- [Task requirements]:
Quote every entry word for word.

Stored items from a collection
——

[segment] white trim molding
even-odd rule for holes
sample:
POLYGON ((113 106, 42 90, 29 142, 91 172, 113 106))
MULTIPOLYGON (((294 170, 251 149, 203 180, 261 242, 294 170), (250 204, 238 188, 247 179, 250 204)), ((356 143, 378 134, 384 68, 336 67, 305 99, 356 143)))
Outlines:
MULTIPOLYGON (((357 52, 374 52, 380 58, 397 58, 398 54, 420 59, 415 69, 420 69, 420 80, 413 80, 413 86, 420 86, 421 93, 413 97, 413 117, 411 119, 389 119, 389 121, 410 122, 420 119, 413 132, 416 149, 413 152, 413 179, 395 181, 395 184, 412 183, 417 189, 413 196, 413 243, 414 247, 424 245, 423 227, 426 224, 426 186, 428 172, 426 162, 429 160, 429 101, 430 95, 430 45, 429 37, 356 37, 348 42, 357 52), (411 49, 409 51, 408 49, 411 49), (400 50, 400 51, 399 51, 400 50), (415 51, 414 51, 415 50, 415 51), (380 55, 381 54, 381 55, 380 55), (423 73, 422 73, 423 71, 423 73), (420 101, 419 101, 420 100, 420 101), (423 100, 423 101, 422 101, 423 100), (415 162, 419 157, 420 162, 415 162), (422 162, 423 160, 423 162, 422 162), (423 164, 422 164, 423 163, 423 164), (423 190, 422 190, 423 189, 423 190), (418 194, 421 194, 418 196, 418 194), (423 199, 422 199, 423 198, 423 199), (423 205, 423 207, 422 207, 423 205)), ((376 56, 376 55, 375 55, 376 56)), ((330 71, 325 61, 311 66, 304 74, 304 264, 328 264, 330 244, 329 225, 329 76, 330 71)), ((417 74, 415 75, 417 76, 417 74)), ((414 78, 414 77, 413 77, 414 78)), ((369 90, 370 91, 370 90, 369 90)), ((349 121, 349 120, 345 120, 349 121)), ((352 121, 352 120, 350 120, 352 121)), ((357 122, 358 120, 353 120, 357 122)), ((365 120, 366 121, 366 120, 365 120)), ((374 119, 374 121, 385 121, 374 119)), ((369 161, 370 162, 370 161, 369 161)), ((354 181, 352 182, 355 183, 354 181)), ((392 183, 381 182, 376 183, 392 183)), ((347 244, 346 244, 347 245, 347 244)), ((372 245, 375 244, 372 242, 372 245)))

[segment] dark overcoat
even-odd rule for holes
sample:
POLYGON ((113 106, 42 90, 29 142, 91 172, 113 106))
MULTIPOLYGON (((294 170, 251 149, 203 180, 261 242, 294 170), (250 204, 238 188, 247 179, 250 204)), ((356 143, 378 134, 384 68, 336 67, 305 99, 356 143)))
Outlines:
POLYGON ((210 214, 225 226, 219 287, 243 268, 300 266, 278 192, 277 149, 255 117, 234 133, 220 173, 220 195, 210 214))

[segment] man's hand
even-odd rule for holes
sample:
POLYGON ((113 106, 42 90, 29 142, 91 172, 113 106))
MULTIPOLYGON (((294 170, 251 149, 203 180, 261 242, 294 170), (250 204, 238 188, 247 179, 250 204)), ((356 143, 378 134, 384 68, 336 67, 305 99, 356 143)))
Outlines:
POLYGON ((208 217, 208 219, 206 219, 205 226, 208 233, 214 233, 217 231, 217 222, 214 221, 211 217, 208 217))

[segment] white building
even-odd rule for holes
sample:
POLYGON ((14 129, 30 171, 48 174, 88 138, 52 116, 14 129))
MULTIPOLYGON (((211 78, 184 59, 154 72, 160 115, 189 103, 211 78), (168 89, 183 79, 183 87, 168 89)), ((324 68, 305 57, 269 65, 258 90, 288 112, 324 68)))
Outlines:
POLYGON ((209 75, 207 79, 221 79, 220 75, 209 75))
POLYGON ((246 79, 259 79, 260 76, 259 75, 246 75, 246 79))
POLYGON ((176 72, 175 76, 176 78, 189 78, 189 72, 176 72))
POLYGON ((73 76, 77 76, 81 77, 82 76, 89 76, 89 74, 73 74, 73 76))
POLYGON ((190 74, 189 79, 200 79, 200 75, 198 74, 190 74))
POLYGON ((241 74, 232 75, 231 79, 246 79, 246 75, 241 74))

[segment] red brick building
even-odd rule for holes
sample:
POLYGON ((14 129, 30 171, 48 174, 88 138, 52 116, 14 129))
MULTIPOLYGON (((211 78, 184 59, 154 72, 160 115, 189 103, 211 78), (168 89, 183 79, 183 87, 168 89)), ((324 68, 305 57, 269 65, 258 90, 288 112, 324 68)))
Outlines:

——

- [Exercise output]:
[segment] white trim molding
even-odd rule for holes
sample:
POLYGON ((113 106, 42 90, 29 142, 91 172, 113 106))
MULTIPOLYGON (((294 170, 251 149, 203 180, 261 242, 294 170), (250 204, 238 188, 247 179, 250 204)), ((356 143, 378 134, 384 68, 336 67, 305 99, 356 143)))
Outlines:
MULTIPOLYGON (((357 52, 374 52, 380 58, 397 58, 398 54, 420 59, 415 69, 420 69, 420 80, 413 80, 413 86, 420 86, 421 93, 413 97, 413 117, 411 119, 389 119, 389 121, 410 122, 420 119, 413 132, 416 149, 413 152, 413 179, 395 181, 395 184, 412 183, 417 189, 413 196, 413 243, 414 247, 424 245, 423 227, 426 224, 426 186, 428 172, 426 162, 429 160, 429 101, 430 95, 430 45, 429 37, 356 37, 348 42, 357 52), (411 49, 409 51, 408 49, 411 49), (400 50, 400 51, 399 51, 400 50), (415 51, 414 51, 415 50, 415 51), (380 55, 381 54, 381 55, 380 55), (423 73, 422 73, 423 71, 423 73), (420 101, 419 101, 420 100, 420 101), (423 100, 423 101, 422 101, 423 100), (415 162, 419 157, 420 162, 415 162), (422 162, 423 160, 423 162, 422 162), (423 164, 422 164, 423 163, 423 164), (423 190, 422 190, 423 189, 423 190), (418 194, 421 194, 418 196, 418 194), (423 199, 422 199, 423 198, 423 199), (423 205, 423 207, 422 207, 423 205)), ((376 56, 376 55, 375 55, 376 56)), ((330 71, 325 61, 311 66, 304 74, 304 264, 328 264, 330 244, 329 225, 329 76, 330 71)), ((417 74, 415 75, 417 76, 417 74)), ((414 78, 414 77, 413 77, 414 78)), ((369 90, 370 91, 370 90, 369 90)), ((349 121, 349 120, 345 120, 349 121)), ((352 121, 352 120, 350 120, 352 121)), ((357 122, 358 120, 353 120, 357 122)), ((365 120, 366 121, 366 120, 365 120)), ((374 119, 374 121, 385 121, 374 119)), ((369 161, 370 162, 370 161, 369 161)), ((354 181, 352 182, 355 183, 354 181)), ((392 183, 381 182, 376 183, 392 183)), ((347 244, 346 244, 347 245, 347 244)), ((372 245, 375 244, 372 242, 372 245)))

[segment] dark overcoat
even-odd rule for holes
sample:
POLYGON ((113 106, 42 90, 29 142, 91 172, 113 106))
MULTIPOLYGON (((294 170, 251 149, 203 180, 261 242, 294 170), (250 204, 238 188, 247 179, 250 204)), ((356 143, 378 134, 384 68, 336 67, 305 99, 356 143)))
Outlines:
POLYGON ((210 214, 225 226, 219 287, 243 268, 300 266, 278 192, 277 149, 255 117, 234 133, 220 173, 220 195, 210 214))

[segment] man's hand
even-odd rule for holes
sample:
POLYGON ((113 106, 42 90, 29 142, 91 172, 113 106))
MULTIPOLYGON (((294 170, 251 149, 203 180, 261 242, 294 170), (250 204, 238 188, 247 179, 250 204)), ((356 143, 378 134, 384 68, 336 67, 305 99, 356 143)))
Outlines:
POLYGON ((208 217, 208 219, 206 219, 205 226, 208 233, 214 233, 217 231, 217 222, 214 221, 211 217, 208 217))

[segment] white building
even-odd rule for holes
sample:
POLYGON ((14 129, 30 171, 48 174, 88 138, 52 116, 14 129))
MULTIPOLYGON (((211 78, 184 59, 154 72, 160 115, 189 103, 211 78), (168 89, 183 79, 183 87, 168 89)), ((324 68, 305 57, 269 65, 258 90, 288 112, 324 68)))
Outlines:
POLYGON ((209 75, 207 79, 221 79, 220 75, 209 75))
POLYGON ((246 79, 259 79, 260 76, 259 75, 246 75, 246 79))
POLYGON ((176 72, 175 76, 176 78, 189 78, 189 72, 176 72))
POLYGON ((73 76, 77 76, 81 77, 82 76, 89 76, 89 74, 73 74, 73 76))
POLYGON ((190 74, 189 79, 200 79, 200 75, 198 74, 190 74))
POLYGON ((241 74, 232 75, 231 79, 246 79, 246 75, 241 74))

[segment] red brick building
even-odd rule for holes
sample:
POLYGON ((14 129, 30 171, 48 174, 88 138, 52 116, 14 129))
MULTIPOLYGON (((211 78, 184 59, 154 72, 160 115, 189 103, 211 78), (168 89, 183 79, 183 87, 168 89)), ((324 68, 305 57, 269 65, 258 90, 288 112, 324 68)))
Outlines:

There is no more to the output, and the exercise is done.